• [Выбранный текст]
───

«Несколько поэтических пьес, в особенности же ода на вольность, обратили на Пушкина внимание правительства. При величайших красотах замысла и стиля его стихотворение свидетельствует об опасных принципах, почерпнутых в современных учениях или, точнее, в той анархической доктрине, которую по недобросовестности называют системою человеческих прав, свободы и независимости народов». Вот почему правительство, приняв соображения друзей поэта — Карамзина и Жуковского, полагает, «что, удалив Пушкина на некоторое время из Петербурга, доставив ему занятия и окружив его добрыми примерами, можно сделать из него прекрасного слугу государства или, по крайней мере, первоклассного писателя». Дальнейшая судьба молодого человека ставилась в зависимость от успеха «добрых советов» Инзова. Письмо заканчивалось уверением, что Нессельроде готов дать Пушкину место при себе, «но он получит эту милость не иначе, как через ваше посредство и когда вы скажете, что он ее достоин».
Необычайное письмо вызвало некоторое раздумье попечителя южных колонистов. Этот боевой генерал, в свое время переходивший с Суворовым Альпы, был не чужд литературных идей XVIII века. Племянник Хераскова, воспитанник одного из последователей Новикова, личный друг поэта-радищевца Пнина, Инзов склонен был по-своему воспринять официальное сообщение о новом стороннике «Системы человеческих прав и свободы народов». Уже 21 мая он сообщает Каподистрии, что «погрешности» Пушкина объясняет не «испорченностью сердца», а только «пылкостью ума».

───

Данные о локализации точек
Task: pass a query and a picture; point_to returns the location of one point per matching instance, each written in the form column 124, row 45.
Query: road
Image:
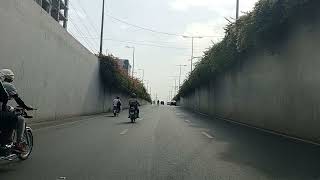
column 166, row 143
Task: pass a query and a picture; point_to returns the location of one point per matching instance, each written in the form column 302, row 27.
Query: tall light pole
column 102, row 24
column 192, row 45
column 237, row 13
column 180, row 65
column 133, row 49
column 142, row 73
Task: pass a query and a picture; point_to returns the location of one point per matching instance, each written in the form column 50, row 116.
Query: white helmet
column 6, row 74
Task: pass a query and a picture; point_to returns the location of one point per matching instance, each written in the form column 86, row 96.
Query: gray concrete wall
column 54, row 72
column 279, row 92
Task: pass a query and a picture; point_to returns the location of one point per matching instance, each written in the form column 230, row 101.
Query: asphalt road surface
column 166, row 143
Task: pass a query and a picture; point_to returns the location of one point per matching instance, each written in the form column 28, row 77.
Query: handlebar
column 19, row 111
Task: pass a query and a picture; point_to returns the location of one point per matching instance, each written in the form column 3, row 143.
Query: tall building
column 58, row 9
column 125, row 65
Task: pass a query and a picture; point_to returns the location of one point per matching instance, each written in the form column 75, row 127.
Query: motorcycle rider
column 8, row 120
column 117, row 104
column 8, row 77
column 133, row 102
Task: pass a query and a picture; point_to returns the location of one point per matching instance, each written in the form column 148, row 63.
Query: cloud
column 222, row 7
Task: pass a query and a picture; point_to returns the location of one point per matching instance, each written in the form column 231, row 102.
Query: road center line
column 206, row 134
column 124, row 132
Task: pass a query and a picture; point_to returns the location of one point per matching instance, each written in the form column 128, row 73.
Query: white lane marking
column 270, row 131
column 59, row 125
column 206, row 134
column 124, row 131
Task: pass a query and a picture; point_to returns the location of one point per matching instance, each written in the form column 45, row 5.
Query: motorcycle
column 116, row 111
column 8, row 139
column 133, row 114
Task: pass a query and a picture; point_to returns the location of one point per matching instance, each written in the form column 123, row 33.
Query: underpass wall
column 277, row 91
column 54, row 72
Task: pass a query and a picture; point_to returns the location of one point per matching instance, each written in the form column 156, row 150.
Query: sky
column 158, row 54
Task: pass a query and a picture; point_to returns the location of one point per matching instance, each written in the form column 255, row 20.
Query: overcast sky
column 158, row 54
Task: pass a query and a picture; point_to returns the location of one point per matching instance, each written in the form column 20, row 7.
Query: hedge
column 114, row 76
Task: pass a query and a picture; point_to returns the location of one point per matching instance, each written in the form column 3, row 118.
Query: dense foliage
column 114, row 76
column 265, row 28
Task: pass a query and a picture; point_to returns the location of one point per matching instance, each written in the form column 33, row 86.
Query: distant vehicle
column 116, row 111
column 133, row 114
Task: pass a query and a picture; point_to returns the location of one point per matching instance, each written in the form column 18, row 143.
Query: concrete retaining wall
column 54, row 72
column 279, row 92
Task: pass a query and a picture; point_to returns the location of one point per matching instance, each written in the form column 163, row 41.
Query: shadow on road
column 275, row 156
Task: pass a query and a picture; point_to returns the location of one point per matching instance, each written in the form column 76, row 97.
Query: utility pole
column 142, row 73
column 175, row 83
column 147, row 82
column 102, row 24
column 180, row 65
column 237, row 9
column 192, row 46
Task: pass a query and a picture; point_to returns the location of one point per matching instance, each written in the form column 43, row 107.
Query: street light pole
column 191, row 53
column 237, row 9
column 192, row 47
column 102, row 24
column 180, row 65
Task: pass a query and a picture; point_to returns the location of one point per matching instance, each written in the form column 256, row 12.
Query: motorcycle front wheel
column 28, row 140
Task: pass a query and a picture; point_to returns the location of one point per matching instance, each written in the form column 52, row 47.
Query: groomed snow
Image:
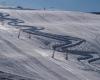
column 31, row 58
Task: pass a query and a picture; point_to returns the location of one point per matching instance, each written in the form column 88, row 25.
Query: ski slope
column 30, row 59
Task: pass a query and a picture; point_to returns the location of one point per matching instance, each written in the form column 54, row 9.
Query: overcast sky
column 72, row 5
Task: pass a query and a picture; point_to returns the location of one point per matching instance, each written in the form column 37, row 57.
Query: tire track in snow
column 35, row 60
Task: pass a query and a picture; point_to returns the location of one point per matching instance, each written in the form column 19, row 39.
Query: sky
column 69, row 5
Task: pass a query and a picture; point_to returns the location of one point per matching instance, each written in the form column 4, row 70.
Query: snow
column 31, row 58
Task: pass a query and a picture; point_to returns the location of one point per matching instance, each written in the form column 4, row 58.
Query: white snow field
column 28, row 56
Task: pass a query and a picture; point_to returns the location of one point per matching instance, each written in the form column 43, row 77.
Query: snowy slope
column 22, row 57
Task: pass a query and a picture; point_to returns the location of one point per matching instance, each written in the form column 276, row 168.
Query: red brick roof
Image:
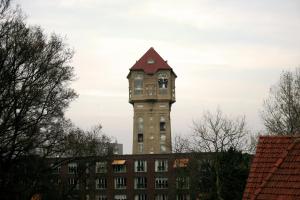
column 150, row 62
column 275, row 169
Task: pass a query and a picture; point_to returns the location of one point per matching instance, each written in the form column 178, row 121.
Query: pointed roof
column 275, row 169
column 150, row 62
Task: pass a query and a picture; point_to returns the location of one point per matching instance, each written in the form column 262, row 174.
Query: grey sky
column 225, row 53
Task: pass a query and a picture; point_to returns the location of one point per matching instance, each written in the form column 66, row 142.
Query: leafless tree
column 281, row 111
column 217, row 133
column 180, row 144
column 34, row 92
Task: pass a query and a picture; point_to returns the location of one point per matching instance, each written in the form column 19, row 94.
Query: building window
column 162, row 124
column 161, row 183
column 162, row 81
column 140, row 183
column 140, row 137
column 120, row 197
column 140, row 147
column 120, row 183
column 161, row 165
column 87, row 184
column 140, row 125
column 74, row 183
column 161, row 197
column 162, row 148
column 101, row 183
column 182, row 182
column 87, row 168
column 180, row 163
column 119, row 166
column 140, row 166
column 72, row 168
column 140, row 197
column 101, row 197
column 55, row 169
column 163, row 138
column 101, row 167
column 182, row 197
column 138, row 84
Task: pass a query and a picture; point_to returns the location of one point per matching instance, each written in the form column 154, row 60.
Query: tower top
column 150, row 63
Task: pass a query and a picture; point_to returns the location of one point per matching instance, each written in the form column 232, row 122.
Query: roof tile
column 275, row 169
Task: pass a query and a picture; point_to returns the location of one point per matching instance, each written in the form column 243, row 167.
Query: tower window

───

• [Ваша задача]
Чем, согласно тексту о Пушкине и Инзове, Инзов в сообщении Каподистрии объяснял «погрешности» Пушкина?

• [Решение ниже]
Не «испорченностью сердца», а только «пылкостью ума».